TASK DETAILS: Please give back, word for word, only the lines starting at the one containing "In an <instance>, the" and ending at the one containing "negative clicks: (522, 416)" within the material below.

####

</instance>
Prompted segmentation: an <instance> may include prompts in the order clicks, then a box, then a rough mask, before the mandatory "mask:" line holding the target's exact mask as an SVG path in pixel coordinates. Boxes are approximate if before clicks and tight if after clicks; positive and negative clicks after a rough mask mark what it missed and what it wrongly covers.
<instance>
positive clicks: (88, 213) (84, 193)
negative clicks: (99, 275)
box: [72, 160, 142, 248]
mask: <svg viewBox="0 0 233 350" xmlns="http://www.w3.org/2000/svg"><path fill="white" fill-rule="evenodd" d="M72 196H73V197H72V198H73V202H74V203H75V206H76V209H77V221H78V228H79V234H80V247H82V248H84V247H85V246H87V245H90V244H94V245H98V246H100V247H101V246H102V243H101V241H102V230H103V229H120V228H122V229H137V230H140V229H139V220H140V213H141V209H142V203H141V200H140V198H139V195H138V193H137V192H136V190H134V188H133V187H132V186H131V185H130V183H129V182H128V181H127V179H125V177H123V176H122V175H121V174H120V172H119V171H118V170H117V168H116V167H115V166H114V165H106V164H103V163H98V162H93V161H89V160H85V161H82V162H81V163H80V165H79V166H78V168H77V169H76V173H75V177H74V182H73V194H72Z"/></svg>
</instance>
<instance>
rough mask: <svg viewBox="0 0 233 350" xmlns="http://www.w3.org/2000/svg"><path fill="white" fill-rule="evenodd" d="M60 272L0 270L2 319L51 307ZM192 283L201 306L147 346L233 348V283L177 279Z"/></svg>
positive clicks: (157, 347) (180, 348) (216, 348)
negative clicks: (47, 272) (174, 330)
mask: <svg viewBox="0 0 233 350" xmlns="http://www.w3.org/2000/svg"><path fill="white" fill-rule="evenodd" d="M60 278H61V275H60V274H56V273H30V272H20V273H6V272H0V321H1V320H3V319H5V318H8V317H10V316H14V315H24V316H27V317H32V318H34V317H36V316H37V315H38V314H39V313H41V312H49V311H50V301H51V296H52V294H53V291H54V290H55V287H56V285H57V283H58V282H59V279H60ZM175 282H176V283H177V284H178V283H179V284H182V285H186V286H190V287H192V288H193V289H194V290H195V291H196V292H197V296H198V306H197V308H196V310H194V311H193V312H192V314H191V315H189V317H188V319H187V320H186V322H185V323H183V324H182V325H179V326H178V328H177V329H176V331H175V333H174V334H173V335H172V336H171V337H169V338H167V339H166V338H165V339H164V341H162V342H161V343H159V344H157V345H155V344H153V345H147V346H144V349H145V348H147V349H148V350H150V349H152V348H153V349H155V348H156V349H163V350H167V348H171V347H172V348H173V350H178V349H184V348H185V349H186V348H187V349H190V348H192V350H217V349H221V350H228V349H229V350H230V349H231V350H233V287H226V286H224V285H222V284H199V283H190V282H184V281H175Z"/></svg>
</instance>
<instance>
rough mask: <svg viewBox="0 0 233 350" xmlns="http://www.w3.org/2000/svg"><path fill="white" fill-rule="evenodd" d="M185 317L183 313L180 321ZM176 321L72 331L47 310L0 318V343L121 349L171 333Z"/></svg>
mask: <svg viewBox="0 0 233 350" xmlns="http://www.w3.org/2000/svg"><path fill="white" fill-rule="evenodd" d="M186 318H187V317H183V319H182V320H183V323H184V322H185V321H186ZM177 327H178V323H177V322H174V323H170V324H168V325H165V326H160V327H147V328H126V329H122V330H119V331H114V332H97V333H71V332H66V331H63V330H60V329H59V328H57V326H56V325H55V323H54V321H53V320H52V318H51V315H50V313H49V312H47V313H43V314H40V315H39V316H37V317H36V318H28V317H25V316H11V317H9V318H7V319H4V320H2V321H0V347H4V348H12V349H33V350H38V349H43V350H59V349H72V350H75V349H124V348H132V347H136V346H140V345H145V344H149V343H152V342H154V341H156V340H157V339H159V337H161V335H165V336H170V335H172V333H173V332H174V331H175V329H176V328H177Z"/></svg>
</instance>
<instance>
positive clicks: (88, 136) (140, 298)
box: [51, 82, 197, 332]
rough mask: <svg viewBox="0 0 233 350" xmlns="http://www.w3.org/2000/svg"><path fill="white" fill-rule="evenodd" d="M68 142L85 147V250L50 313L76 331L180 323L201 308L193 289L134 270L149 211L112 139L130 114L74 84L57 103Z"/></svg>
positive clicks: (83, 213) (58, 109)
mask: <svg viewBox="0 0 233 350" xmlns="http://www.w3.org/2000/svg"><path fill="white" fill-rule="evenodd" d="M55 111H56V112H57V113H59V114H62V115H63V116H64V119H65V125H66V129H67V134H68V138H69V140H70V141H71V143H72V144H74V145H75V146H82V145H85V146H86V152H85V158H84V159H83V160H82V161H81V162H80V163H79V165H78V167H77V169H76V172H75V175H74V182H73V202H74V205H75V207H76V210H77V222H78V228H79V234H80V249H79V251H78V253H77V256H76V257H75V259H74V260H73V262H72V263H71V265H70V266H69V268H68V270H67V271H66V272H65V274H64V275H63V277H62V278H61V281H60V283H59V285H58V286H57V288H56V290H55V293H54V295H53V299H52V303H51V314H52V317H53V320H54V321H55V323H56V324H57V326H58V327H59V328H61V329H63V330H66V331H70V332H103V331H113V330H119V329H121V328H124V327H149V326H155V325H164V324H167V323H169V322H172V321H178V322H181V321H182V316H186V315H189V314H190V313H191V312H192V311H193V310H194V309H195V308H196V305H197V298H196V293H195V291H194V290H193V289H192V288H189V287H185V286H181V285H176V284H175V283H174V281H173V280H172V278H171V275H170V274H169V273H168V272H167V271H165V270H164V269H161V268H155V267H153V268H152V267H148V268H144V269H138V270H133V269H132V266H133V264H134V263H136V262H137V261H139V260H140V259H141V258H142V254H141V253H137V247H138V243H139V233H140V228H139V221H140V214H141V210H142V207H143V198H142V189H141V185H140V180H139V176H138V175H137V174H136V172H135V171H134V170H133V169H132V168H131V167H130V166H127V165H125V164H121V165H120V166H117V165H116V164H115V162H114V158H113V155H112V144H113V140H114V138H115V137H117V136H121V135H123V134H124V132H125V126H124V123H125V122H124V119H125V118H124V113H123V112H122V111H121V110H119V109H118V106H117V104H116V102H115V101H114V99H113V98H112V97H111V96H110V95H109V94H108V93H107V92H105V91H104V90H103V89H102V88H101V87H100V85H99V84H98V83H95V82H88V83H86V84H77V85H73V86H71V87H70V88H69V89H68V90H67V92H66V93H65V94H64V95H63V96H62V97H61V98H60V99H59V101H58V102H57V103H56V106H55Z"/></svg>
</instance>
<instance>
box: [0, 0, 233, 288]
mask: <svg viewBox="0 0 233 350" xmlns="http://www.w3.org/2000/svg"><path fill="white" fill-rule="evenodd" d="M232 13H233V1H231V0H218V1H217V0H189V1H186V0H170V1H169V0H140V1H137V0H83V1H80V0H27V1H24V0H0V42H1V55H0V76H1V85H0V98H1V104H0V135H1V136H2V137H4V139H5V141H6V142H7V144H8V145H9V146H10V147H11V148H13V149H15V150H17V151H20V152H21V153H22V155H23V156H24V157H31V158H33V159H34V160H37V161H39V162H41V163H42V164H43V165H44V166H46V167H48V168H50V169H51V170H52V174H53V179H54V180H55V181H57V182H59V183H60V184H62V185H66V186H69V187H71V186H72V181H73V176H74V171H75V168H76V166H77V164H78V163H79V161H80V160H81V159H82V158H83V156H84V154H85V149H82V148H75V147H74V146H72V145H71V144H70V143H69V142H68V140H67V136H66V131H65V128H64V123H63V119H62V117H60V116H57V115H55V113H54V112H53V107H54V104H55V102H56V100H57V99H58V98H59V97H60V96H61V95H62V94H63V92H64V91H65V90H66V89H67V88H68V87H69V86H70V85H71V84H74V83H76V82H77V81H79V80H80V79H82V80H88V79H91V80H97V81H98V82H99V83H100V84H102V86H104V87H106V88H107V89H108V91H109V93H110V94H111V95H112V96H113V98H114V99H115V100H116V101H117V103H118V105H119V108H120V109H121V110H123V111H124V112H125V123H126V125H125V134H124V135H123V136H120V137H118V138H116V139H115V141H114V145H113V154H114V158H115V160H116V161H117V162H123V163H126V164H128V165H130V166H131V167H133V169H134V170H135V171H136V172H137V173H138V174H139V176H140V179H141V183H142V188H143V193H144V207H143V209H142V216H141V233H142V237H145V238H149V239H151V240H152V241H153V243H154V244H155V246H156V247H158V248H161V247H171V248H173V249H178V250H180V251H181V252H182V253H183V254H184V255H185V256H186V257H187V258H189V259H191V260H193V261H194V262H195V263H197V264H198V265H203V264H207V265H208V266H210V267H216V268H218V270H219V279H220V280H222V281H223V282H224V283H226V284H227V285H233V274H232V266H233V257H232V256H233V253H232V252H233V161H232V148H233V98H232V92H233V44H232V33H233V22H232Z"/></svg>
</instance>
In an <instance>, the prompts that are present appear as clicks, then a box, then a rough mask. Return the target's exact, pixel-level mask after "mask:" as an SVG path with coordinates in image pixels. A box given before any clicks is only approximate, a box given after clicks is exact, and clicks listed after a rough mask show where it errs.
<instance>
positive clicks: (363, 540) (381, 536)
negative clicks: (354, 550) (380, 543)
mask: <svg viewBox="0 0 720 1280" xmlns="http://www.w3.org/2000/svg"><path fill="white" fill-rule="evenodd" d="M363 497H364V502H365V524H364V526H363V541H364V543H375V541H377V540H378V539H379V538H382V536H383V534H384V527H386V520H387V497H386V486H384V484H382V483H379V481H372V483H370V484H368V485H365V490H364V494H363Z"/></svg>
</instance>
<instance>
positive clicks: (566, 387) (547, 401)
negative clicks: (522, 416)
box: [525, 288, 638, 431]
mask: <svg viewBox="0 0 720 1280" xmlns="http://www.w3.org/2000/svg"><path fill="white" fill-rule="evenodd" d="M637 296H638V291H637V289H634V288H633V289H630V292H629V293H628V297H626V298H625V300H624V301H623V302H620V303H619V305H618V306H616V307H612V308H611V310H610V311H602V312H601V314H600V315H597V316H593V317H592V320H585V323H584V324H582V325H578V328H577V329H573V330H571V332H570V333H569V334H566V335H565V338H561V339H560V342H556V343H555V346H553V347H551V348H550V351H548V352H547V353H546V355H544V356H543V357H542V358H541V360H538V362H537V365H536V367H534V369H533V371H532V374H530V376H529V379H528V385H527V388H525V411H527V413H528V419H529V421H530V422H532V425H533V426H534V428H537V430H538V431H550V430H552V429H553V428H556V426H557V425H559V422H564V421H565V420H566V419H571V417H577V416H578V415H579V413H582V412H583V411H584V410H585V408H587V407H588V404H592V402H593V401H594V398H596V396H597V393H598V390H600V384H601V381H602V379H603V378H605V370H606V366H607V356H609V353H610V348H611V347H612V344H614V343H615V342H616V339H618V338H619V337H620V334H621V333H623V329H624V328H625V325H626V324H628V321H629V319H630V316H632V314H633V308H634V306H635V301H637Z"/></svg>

####

RESPONSE:
In an <instance>, the prompts that are present appear as clicks, then a box, then a rough mask. Return the target's exact, pixel-level mask after "mask:" as an SVG path with coordinates in image pixels. A box given before any clicks is only approximate, a box given after clicks is exact, and clicks listed after a rough mask show where it errs.
<instance>
positive clicks: (363, 540) (381, 536)
negative clicks: (354, 550) (380, 543)
mask: <svg viewBox="0 0 720 1280" xmlns="http://www.w3.org/2000/svg"><path fill="white" fill-rule="evenodd" d="M363 497H364V502H365V524H364V526H363V541H364V543H375V541H377V540H378V539H379V538H382V536H383V534H384V527H386V520H387V497H386V486H384V484H382V483H379V481H372V483H370V484H368V485H365V490H364V494H363Z"/></svg>
</instance>
<instance>
positive clicks: (566, 387) (547, 401)
negative clicks: (522, 416)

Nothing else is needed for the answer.